**Given passage**:
(begin)

Sten Sandell / Johan Berthling / Paal Nilssen-Love

March 19, 2011

Face of Tokyo

PNL Records PNL004

Bennink/Puglisi/Glerum

LAIV

Bassesfere BS014

Putting new spins on the delicate art of the Jazz piano trio are these two ensembles which produce notable work with their approaches the situation. Instructively enough each trio operates with the similar variables: a dominant drum stylist is linked with a solidly inventive double bass player plus an exploratory piano soloist who is comfortable playing both inside and outside.

On Face of Tokyo, the veteran player is Swedish pianist Sten Sandell, who has been that country’s paramount experimental keyboardist since the 1980s, most prominently in bands with drummer Raymond Strid and saxophonist Mats Gustafsson. His cohorts are almost a generation younger. Bassist Johan Berthling, a fellow Swede, has partnered figures as diverse as Free Jazz saxophonist Fredrik Ljungkvist and microtonal guitarist Oren Ambarchi. Norwegian percussionist Paal Nilssen-Love is one of the busiest drummers in the world, in ensembles ranging from Atomic to Peter Brötzmann’s Tentet. The ratio is reversed on LAIV. Here drummer Han Bennink, from the Netherlands is the old hand, having worked with most important figure in Free Jazz since the mid-1960s, including Brötzmann and is best-known for his long-time membership in the ICP Orchestra. Another Amsterdam-based ICP member – though a bit younger than the drummer – is bassist Ernst Glerum, who has also partnered Bennink in many combos. The youngest member here is Bologna-based pianist Fabrizio Puglisi, member of the Bassesfere Collective, who has worked with everyone from ICP cellist Tristan Honsinger to Italian drummer Zeno De Rossi’s different bands.

A regularly constituted group, this Italian-Dutch trio’s session, recorded live at a festival in Rome, finds the three moving among instant compositions and Jazz standards by pianists: Thelonious Monk, Duke Ellington and Jimmy Rowles. Besides the fact that the other two appear able to keep the usually overbearing and sometimes disruptive drummer under control, as notable is how then three make the thematic material – even Rowles’ ballad “The Peacocks” – not jarring when played alongside pure improvisations. In fact during “The Peacocks”, Bennink’s accompaniment could be favorably compared to Paul Motion’s with Bill Evans. Rowles’ particular intermezzo here though is angled around intervallic layering with each parallel part exposed, including fortissimo bass-string plucks

This seems to be a carryover from Ellington’s “African Flower” which precedes that tune, where Glerum’s ringing andante bass solo not only promulgates the theme, but following an episode of stop-start angled reverberations, also recaps it. Meanwhile the pianist moves from high frequency note-flurries to Monk-like key clips and Ahmad Jamal-styled pacing, while the drummer exposes ratamacues and cymbal rebounds. Monk’s influence is noticeable not only in the trio versions of that pianist’s tunes, but also in the related improvisations. While these inventions are by definition more abstract, encompassing tick-tock backbeats from Bennink, spiccato bowing from Glerum and Puglisi’s mandolin-like arpeggios from plucked internal piano strings, all are kinetic and percussive.

(end)

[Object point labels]
(begin)

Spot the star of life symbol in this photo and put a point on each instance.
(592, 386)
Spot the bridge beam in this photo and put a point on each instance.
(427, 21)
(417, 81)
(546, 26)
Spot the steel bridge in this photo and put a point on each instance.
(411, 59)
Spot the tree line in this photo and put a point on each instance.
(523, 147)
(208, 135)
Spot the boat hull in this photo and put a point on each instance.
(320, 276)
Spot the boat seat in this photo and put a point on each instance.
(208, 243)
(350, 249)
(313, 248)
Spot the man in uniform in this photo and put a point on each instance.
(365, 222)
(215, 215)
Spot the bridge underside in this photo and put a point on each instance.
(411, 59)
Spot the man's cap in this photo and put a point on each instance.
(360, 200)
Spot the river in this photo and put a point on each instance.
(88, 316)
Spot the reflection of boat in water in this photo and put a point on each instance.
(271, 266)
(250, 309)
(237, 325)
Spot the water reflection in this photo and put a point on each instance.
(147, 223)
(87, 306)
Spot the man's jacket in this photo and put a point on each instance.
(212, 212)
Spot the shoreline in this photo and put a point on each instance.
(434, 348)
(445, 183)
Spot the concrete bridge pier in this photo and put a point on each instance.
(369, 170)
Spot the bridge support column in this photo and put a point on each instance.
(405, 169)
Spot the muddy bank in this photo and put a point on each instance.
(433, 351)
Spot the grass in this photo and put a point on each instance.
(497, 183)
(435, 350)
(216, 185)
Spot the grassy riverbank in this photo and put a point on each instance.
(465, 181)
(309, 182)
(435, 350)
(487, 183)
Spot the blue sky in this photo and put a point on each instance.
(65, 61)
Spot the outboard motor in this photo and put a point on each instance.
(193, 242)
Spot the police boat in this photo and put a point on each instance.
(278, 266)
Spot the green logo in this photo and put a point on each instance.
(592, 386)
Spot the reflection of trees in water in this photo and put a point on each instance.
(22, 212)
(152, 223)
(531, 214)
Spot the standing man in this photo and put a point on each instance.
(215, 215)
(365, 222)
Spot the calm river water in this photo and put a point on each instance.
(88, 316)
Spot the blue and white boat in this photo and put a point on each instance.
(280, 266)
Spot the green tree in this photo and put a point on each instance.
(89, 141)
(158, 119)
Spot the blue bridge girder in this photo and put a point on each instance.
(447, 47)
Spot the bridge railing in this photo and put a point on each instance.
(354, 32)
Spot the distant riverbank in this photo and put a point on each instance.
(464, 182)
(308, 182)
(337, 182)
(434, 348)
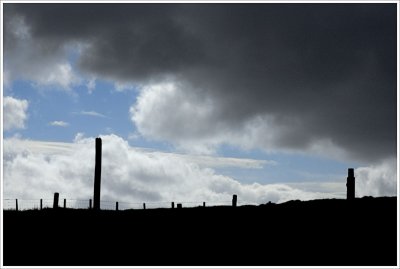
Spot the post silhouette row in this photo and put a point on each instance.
(350, 184)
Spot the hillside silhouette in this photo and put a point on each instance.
(331, 232)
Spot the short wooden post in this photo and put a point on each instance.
(55, 201)
(234, 200)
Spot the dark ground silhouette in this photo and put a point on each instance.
(361, 232)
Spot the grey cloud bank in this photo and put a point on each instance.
(36, 169)
(295, 77)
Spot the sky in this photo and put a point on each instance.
(196, 102)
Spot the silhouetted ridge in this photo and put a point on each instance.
(330, 232)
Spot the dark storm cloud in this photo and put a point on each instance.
(322, 70)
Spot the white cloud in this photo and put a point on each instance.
(92, 113)
(35, 169)
(15, 113)
(172, 111)
(59, 123)
(377, 180)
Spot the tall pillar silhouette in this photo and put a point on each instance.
(97, 176)
(234, 200)
(351, 182)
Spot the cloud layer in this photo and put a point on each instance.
(35, 170)
(303, 77)
(15, 113)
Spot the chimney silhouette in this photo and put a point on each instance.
(351, 182)
(97, 176)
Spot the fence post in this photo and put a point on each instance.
(234, 200)
(55, 201)
(97, 175)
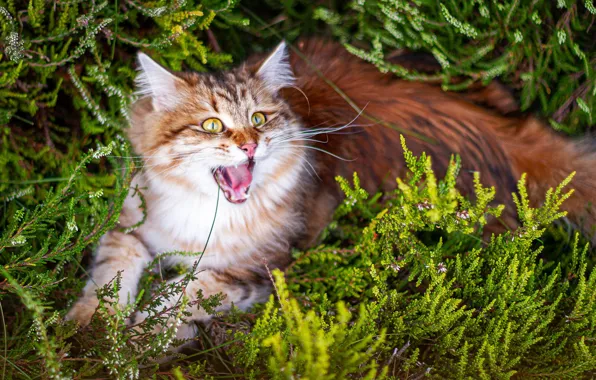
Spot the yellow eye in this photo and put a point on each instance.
(258, 119)
(212, 125)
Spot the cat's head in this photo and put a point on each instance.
(230, 130)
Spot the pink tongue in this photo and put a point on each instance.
(239, 176)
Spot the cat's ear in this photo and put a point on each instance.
(276, 71)
(158, 83)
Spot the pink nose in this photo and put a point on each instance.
(250, 149)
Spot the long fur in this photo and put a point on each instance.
(312, 135)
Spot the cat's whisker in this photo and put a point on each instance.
(304, 163)
(322, 151)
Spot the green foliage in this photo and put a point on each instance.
(404, 285)
(543, 48)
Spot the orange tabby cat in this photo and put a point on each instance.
(248, 134)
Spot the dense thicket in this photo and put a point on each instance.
(405, 287)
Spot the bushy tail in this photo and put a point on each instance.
(548, 158)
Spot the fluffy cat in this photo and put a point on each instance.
(247, 137)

(end)

**Set tasks**:
a - Extract each line of the records that contains the string "pink", treating uppercase and lowercase letters as different.
b - Resume the review of the two jazz piano trio albums from the point where it stops.

**Task-by-task outputs**:
a -
Spot the pink tongue in this photo and put a point on each instance.
Spot the pink nose in this photo and put a point on each instance.

b -
Because of this orientation, even “Epistrophy” gets a new lease on life with Puglisi’s rubato and literally off-beat timed cadences gradually pulling back to reveal the theme, that is then delineated by Bennink’s press rolls and Glerum’s stentorian plucks. Backed by cascading runs and sharp clipped notes from the pianist plus drags and ruffs from the drummer, the bassist carries the melody for a while until Puglisi takes it back with cross-handed, pumping theme variations.

On the other CD, in contrast, no familiar themes are present on which the Scandinavian trio can work variations. Instead on this live Tokyo date the 10-year-old combo concentrates on two extended improvisations. Somehow the three players manage to perform both agitato and subtle in equal measures, with Nilssen-Love scattering his contributions among cymbals, unattached bells, drum tops and wood blocks and Berthling often sticking to portamento pulsing as well as strident string clumps. It may be the power of geographical suggestion likewise, but there are times throughout when thick stuck timbres from the bassist resemble those of a lute-like shamisen, or when Sandell’s rapid pitch-sliding intonation takes on koto-like qualities.

Putting aside quasi-Oriental inflections to ones from absolute music, at one point Sandell turns from dynamic glissandi and patterning to paralleling stopped piano strings with vocalized growls; the better to expose flattened note partials. Meantime the drummer rotates a single drum stick on top of an unlathed cymbal for maximum friction while the bassist creates complementary sul ponticello shrieks. As aggressive in his playing as Bennink can be, in contrast here Nilssen-Love’s rhythmic movement is never loud enough to overpower the others’ work. Technically, in fact, Sandell’s percussive key slamming, inner string strumming and plucking are as fortissimo and staccato as anything the drummer produces. On the other hand it’s Berthling’s stops, stretches and scrubbed col legno runs which best express the thematic material. In both instances, the tracks come to a logical conclusion when the pianist’s pressurized polyphony smoothly harmonizes with the bassist’s swift walking.

These noteworthy examples of Jazz piano trio extensions should satisfy both the open-minded traditionalists and those seeking new sounds.

— Ken Waxman

Track Listing: Face: 1. Face Up 2. Face Down

Personnel: Face: Sten Sandell (piano); Johan Berthling (bass) and Paal Nilssen-Love (drums and percussion)

Track Listing: LAIV: 1. Impro 1 2. Epistrophy 3. Crepuscule with Nellie 4. Impro 2 4. Impro 3 5. African Flower 6. The Peacocks

Personnel: LAIV: Fabrizio Puglisi (piano); Ernst Glerum (bass) and Han Bennink (drums)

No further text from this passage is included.